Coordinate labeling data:

* * *

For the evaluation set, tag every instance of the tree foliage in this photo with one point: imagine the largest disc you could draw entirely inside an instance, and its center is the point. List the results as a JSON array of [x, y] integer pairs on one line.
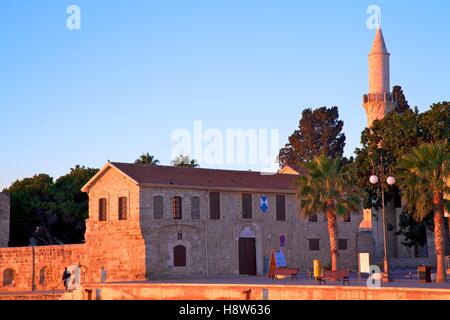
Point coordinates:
[[185, 161], [147, 159], [327, 187], [44, 211], [319, 132]]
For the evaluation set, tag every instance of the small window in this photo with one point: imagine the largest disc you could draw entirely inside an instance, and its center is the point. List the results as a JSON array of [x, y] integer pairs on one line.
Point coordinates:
[[348, 217], [195, 208], [247, 206], [158, 207], [123, 208], [214, 205], [176, 208], [314, 244], [179, 256], [8, 277], [281, 208], [343, 244], [102, 209]]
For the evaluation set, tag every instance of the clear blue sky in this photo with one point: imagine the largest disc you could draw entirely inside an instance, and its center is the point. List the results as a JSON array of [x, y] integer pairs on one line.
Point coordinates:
[[137, 70]]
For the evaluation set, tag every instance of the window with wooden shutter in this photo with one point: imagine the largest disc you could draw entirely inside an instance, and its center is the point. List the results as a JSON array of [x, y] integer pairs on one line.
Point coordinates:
[[158, 207], [176, 208], [247, 205], [348, 217], [102, 209], [214, 205], [314, 244], [281, 207], [123, 208], [179, 256], [343, 244], [195, 208]]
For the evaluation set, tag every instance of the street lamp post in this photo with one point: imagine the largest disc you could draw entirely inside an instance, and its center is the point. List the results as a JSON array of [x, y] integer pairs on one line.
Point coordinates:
[[391, 181]]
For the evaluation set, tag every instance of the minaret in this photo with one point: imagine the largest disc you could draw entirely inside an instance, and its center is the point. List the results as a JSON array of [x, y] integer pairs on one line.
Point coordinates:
[[379, 101]]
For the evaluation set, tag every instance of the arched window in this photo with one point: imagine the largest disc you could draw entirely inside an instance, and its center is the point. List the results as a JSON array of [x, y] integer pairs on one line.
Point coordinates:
[[8, 277], [195, 208], [123, 208], [179, 256], [42, 274], [158, 207], [177, 208], [102, 209]]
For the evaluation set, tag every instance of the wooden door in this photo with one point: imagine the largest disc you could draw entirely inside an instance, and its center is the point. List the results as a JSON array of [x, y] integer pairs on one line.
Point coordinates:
[[247, 256]]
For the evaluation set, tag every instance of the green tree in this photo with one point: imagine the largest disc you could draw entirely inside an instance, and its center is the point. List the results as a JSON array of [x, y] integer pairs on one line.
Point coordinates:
[[327, 187], [319, 132], [422, 178], [185, 161], [72, 204], [147, 159], [402, 105], [45, 212]]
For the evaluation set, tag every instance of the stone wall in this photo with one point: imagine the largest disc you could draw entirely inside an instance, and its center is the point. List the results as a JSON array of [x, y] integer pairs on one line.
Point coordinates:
[[115, 247], [40, 268], [212, 245], [4, 219]]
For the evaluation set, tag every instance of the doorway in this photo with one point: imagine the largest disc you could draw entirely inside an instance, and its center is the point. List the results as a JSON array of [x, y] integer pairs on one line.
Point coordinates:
[[247, 256]]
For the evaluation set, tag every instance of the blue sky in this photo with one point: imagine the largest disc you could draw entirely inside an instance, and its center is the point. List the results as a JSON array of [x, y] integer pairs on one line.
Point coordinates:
[[138, 70]]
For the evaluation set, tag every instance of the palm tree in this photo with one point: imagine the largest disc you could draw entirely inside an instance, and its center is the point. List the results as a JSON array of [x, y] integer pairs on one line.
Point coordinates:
[[423, 175], [147, 159], [327, 187], [185, 161]]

* * *

Do this: Copy the lines of the listing verbatim, from the start through the line containing "[[137, 70]]", with both ends included. Omit the pictures.

Completed task:
For the evaluation set, tag every instance of the tree foliage in this photo with one point: imagine the largest disc you could draw entirely inside an instance, and its center is the point. List the results as a JSON array of [x, y] integer pairs on one line.
Point coordinates:
[[185, 161], [147, 159], [327, 187], [44, 211], [319, 132]]
For the evaluation set, tag every instance of the small window in this photo with one point: imagine the largest disc you could draw entirely inside an instance, and its center is the point. List the results as a JSON array of [x, y] integer pairs on one line.
Point coordinates:
[[348, 217], [195, 208], [247, 206], [158, 207], [123, 208], [214, 205], [176, 208], [314, 244], [179, 256], [8, 277], [281, 208], [343, 244], [102, 209]]
For the evaluation set, tag every instance of the clear blue sky in this photo with one point: imagine the largest disc you could draw entirely inside an instance, and its center is the point. List the results as a JSON array of [x, y] integer pairs on one line.
Point coordinates:
[[137, 70]]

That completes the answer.